• [PROVIDED PASSAGE]:
Reviewed by: Christopher Robin
Christopher is a fine poet. So is Jonathan. They have met. But, have they met enough? Poets should get out of the house occasionally--shouldn't they? We will be conducting a CNN Poll on this issue.
$7. Available from Jonathan Penton, P.O. Box 930092, Norcross, GA 30093. Jonathan Penton runs http://www.unlikelystories.org/.
A split-chap containing 2 separate books in one.
In Painting Rust, Penton takes aim with biting pen, challenging poets in a time of war and in the face of American collapse; challenging the relevance of everything we as artists do. In ‘Regarding Your Career,’ he informs: “your rice-paper handcrafted signed and numbered achievements/ are worth less than the formaldehyde stuck/to a dead poet’s balls;” ‘In the Company of Them,’ follows a similar vein: “while the talking heads keep talking/and the bloggers keep on blogging/and the artists keep pretending/there is something left to say.” In ‘Post-Coital Depression’ he goes deeper, still questioning: “today I think of stacks of burning bodies/dictatorships established in the name of democracy/and the motherless sons who will come back to America/and do everything they can to bring it down/and what does that means to anyone, anyway?”

• [REQUEST A]: Reproduce the records from the line containing "Query: green grass patch" through the end of the records, inclusive, replacing "skull" with "skeleton" and leaving everything else unchanged.

• [MATERIAL FOR THIS EXERCISE]:
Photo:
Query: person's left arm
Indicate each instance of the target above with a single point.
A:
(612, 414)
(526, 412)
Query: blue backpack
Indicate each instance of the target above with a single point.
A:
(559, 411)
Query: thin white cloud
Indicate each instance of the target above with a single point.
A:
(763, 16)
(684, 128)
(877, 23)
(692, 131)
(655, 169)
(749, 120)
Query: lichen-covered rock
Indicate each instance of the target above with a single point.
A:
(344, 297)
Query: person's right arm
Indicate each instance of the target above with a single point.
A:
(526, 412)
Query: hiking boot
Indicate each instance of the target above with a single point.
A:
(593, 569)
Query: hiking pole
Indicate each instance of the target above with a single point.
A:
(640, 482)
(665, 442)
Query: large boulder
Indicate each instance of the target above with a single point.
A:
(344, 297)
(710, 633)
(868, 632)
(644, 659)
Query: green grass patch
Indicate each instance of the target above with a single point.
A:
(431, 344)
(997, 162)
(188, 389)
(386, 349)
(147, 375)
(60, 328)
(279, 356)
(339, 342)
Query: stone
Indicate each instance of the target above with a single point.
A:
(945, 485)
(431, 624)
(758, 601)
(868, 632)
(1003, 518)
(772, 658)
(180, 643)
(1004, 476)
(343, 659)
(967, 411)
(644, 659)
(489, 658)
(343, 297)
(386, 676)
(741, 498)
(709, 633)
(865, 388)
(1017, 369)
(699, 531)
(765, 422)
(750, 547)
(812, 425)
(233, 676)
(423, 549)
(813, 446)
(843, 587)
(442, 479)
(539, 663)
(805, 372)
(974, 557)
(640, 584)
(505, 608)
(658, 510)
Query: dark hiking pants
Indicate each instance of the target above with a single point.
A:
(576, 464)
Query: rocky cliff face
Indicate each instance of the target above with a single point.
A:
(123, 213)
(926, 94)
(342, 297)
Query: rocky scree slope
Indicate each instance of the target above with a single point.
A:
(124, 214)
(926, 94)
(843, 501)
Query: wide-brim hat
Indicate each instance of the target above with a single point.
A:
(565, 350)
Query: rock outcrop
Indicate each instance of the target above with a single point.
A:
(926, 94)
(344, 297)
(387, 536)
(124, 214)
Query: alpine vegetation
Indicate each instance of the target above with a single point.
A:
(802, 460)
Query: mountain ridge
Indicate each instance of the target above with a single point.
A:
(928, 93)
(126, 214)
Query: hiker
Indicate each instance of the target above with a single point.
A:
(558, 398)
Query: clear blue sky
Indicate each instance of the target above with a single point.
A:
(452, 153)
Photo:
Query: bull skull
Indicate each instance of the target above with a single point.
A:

• [REQUEST B]: In the poetry review, what does the split-chap cost?

• [PROBLEM SOLUTION A]:
Query: green grass patch
Indicate each instance of the target above with a single point.
A:
(431, 344)
(997, 162)
(188, 389)
(386, 349)
(147, 375)
(60, 328)
(279, 356)
(339, 342)
Query: stone
Indicate each instance of the target above with a single point.
A:
(945, 485)
(431, 624)
(758, 601)
(868, 632)
(1003, 518)
(772, 658)
(180, 643)
(1004, 476)
(343, 659)
(967, 411)
(644, 659)
(489, 658)
(343, 297)
(386, 676)
(741, 498)
(709, 633)
(865, 388)
(1017, 369)
(699, 531)
(765, 422)
(750, 547)
(812, 425)
(233, 676)
(423, 549)
(813, 446)
(843, 587)
(442, 479)
(539, 663)
(805, 372)
(974, 557)
(640, 584)
(505, 608)
(658, 510)
Query: dark hiking pants
Indicate each instance of the target above with a single point.
A:
(576, 464)
Query: rocky cliff face
Indicate each instance of the target above with a single point.
A:
(123, 213)
(926, 94)
(342, 297)
Query: rocky scree slope
Indicate each instance of the target above with a single point.
A:
(124, 214)
(926, 94)
(843, 501)
Query: wide-brim hat
Indicate each instance of the target above with a single point.
A:
(565, 350)
Query: rock outcrop
Indicate each instance of the target above with a single point.
A:
(926, 94)
(344, 297)
(387, 536)
(124, 214)
Query: alpine vegetation
Indicate each instance of the target above with a single point.
A:
(802, 460)
Query: mountain ridge
Indicate each instance of the target above with a single point.
A:
(928, 93)
(126, 214)
Query: hiker
Indicate each instance of the target above with a single point.
A:
(558, 398)
Query: clear blue sky
Indicate each instance of the target above with a single point.
A:
(452, 153)
Photo:
Query: bull skeleton
Indicate each instance of the target above with a single point.
A:

• [PROBLEM SOLUTION B]: $7.